Provided passage -
------------------------------------------------------------

Thursday, March 29, 2018

Home is Where the Bed Is

We just got back from a trip to the US.  We usually do it once a year, and try to make it correspond to a visa run.   We got to see my son and his fiance (my future daughter-in-law) but of course there was not enough time - we made the trip without much advance planning (well to be honest pretty much no advance planning) - but we did get some really good visits in and I am so delighted Danielle will be part of my family.  I also spent time with my aunt and my cousins.  It was also a great visit, and something that does not happen very often.  We have not always been real close, but I love my extended family very much.

Going back to San Diego is getting strange.  It does not feel like home anymore, which is okay since it's not.  It is somewhere I used to live, albeit somewhere I lived for a long time.  I really loved San Diego, and i still do.  it just isn't home.  The US isn't home.  It is just a really easy place to get stuff it is hard to get down here.  And the food is really really good and you get a lot of it.  Too good and too much.  This time I made an effort to limit my intake and did not gain any weight, at least not that I noticed.  Nothing that fit me when I left did not fit when I got back, and such has not always been the case.  Once when we went to San Diego, Wisconsin, and Arkansas and came back fat as hogs.  It was horrible, but fun while it lasted.

------------------------------------------------------------

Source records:
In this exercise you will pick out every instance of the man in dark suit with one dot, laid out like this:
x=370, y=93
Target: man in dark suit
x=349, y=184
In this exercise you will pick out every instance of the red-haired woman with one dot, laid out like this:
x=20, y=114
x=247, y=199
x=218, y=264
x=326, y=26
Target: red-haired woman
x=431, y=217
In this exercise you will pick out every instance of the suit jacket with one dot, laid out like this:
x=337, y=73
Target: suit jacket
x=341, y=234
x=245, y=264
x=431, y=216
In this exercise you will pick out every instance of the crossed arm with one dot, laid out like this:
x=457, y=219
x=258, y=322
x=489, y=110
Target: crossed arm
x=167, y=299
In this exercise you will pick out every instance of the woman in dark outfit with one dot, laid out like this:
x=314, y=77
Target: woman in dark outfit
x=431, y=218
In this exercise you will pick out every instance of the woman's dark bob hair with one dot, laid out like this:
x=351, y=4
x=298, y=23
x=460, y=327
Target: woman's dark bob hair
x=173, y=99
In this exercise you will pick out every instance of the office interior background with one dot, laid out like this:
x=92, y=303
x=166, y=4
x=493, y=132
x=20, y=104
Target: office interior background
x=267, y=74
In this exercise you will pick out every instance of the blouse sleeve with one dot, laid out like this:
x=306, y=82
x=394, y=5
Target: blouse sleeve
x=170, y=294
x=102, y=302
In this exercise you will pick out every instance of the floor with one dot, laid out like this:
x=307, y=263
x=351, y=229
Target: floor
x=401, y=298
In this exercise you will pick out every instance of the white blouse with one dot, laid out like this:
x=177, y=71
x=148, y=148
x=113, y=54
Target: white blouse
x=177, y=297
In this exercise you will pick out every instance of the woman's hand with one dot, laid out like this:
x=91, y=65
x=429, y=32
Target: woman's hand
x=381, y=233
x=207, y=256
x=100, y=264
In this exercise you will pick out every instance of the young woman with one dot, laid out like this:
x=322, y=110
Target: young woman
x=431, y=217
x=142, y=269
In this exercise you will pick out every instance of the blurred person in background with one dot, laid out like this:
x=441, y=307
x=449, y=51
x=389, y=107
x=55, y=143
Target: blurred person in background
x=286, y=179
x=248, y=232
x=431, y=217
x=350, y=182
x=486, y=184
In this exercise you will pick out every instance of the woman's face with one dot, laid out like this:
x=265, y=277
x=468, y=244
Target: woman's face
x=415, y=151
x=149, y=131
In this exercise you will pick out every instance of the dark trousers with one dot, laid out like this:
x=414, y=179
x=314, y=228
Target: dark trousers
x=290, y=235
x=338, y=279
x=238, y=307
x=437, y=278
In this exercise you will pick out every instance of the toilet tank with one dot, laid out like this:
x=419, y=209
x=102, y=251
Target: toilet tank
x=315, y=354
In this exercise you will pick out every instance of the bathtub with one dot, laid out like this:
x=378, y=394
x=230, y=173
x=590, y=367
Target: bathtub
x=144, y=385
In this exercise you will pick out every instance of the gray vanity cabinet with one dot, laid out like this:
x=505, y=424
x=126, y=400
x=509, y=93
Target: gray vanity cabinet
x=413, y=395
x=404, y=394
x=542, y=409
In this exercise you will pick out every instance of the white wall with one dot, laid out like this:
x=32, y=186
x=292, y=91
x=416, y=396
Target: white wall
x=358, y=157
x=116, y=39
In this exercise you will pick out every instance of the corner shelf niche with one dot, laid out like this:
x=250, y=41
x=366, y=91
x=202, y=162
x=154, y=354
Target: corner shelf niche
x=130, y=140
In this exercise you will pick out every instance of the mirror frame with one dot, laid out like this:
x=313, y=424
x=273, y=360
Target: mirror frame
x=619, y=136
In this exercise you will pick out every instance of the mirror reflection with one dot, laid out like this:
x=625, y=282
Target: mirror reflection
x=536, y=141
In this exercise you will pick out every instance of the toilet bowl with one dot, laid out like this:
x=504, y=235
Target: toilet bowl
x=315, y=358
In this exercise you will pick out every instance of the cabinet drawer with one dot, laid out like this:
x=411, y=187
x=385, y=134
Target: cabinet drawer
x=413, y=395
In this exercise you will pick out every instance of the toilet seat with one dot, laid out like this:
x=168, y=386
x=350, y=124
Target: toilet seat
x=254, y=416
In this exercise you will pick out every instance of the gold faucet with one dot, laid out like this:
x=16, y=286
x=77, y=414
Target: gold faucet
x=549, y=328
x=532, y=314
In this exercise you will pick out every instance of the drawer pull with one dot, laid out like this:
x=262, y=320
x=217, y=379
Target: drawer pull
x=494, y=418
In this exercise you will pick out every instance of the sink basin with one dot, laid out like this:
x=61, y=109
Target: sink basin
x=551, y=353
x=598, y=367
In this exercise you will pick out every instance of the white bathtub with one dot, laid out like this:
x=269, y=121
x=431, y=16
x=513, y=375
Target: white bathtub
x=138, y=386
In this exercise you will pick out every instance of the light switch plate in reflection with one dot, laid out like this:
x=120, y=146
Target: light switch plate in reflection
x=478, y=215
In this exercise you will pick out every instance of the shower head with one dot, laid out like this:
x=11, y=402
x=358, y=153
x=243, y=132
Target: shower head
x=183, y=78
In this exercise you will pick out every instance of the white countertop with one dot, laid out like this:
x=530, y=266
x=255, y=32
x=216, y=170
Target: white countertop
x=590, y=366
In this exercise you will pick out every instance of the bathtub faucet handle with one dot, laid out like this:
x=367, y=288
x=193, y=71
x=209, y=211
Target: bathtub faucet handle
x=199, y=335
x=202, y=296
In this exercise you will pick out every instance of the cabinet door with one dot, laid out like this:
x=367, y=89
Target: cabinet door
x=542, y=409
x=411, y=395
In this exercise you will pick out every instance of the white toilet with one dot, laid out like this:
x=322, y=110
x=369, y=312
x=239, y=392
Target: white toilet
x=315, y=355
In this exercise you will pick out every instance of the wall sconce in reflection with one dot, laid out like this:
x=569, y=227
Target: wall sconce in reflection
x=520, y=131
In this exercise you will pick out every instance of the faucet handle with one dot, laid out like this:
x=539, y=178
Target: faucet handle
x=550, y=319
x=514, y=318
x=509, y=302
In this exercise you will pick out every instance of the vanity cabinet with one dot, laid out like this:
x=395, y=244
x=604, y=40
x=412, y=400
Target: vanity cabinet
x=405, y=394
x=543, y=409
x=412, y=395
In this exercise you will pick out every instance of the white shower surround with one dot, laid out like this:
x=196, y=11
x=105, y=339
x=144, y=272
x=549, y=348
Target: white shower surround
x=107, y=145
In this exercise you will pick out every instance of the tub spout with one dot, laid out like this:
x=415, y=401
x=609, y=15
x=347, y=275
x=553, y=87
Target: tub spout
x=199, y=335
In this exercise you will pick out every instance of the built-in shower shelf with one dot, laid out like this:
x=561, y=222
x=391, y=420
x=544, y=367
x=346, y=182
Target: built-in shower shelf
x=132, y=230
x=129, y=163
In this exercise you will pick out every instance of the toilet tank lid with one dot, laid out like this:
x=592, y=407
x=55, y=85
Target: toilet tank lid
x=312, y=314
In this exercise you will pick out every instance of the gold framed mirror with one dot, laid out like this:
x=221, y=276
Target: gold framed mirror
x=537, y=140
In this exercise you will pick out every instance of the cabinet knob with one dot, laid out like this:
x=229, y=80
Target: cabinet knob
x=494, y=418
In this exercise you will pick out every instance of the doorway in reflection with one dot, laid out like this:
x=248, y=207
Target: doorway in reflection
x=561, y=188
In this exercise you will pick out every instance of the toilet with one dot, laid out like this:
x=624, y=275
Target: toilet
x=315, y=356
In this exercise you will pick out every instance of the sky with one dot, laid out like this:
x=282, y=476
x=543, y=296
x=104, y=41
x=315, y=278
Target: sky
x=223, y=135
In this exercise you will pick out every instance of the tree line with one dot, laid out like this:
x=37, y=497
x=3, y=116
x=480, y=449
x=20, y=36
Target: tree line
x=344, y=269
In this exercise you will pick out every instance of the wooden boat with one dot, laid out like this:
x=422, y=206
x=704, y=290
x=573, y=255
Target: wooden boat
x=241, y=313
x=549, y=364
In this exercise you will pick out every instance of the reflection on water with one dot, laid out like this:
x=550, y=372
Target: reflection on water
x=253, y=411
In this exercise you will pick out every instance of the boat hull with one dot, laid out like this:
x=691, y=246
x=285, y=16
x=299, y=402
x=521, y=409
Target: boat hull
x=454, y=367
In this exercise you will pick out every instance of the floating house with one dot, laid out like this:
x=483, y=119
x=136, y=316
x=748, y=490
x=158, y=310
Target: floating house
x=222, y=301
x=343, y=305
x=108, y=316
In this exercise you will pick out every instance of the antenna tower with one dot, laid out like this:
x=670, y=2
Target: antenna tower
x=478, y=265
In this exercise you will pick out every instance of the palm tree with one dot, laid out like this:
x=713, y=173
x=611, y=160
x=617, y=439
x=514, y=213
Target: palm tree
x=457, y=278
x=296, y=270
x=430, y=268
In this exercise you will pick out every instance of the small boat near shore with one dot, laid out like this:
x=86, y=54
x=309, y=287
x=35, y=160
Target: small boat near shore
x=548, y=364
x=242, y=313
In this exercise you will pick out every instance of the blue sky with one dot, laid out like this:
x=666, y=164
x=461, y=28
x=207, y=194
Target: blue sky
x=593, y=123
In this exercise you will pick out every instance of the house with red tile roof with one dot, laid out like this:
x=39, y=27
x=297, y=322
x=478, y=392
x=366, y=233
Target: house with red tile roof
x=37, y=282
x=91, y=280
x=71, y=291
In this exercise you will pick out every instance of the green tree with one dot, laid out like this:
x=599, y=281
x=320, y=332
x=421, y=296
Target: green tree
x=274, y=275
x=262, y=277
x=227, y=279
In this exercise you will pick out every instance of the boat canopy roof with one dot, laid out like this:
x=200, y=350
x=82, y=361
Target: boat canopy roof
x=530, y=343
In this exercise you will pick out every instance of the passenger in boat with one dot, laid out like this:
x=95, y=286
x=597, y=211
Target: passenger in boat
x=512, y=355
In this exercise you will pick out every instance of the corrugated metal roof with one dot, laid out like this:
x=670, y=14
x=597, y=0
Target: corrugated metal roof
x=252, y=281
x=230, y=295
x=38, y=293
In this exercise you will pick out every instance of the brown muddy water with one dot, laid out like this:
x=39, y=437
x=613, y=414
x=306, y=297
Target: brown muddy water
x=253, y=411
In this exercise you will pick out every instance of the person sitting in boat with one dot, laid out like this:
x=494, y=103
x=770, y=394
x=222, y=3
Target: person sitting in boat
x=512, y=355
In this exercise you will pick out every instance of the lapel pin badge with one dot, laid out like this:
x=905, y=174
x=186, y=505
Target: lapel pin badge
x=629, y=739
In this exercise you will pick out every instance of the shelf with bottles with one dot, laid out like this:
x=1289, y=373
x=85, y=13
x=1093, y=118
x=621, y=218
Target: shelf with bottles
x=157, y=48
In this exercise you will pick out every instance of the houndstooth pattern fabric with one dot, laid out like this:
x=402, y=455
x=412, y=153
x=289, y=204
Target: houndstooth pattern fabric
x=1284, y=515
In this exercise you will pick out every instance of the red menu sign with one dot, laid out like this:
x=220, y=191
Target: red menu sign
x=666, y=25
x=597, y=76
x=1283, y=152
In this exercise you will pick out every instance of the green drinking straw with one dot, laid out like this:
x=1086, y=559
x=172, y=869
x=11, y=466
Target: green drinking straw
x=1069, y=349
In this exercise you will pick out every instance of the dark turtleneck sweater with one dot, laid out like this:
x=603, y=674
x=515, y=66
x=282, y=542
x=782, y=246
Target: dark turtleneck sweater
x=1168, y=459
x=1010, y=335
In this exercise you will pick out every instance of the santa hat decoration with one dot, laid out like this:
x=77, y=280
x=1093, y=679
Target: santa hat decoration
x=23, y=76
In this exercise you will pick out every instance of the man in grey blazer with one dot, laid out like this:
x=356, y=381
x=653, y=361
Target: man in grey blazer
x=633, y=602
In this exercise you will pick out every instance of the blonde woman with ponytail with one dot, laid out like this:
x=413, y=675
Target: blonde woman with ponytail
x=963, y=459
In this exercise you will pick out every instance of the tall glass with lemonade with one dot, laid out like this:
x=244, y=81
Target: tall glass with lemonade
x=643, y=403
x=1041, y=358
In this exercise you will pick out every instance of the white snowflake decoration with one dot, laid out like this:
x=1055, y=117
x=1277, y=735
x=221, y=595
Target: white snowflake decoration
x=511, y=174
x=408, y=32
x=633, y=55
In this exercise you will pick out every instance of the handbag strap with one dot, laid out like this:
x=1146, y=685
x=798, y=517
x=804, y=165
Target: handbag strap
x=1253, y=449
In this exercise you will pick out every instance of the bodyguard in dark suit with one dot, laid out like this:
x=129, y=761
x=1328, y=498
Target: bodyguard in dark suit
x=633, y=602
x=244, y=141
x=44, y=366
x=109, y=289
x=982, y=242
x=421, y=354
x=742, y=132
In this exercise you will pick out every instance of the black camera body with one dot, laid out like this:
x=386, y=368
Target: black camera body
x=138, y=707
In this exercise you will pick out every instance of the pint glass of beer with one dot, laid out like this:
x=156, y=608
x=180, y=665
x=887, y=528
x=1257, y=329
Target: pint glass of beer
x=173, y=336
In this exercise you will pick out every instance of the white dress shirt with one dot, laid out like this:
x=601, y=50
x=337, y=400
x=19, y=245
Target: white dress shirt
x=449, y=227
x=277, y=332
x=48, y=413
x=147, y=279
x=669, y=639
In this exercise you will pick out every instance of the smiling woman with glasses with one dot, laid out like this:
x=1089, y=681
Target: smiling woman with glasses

------------------------------------------------------------

Objective -
Retype the blog post about returning from a US trip word for word, from "We just got" to "family very much.".

Worked answer -
We just got back from a trip to the US.  We usually do it once a year, and try to make it correspond to a visa run.   We got to see my son and his fiance (my future daughter-in-law) but of course there was not enough time - we made the trip without much advance planning (well to be honest pretty much no advance planning) - but we did get some really good visits in and I am so delighted Danielle will be part of my family.  I also spent time with my aunt and my cousins.  It was also a great visit, and something that does not happen very often.  We have not always been real close, but I love my extended family very much.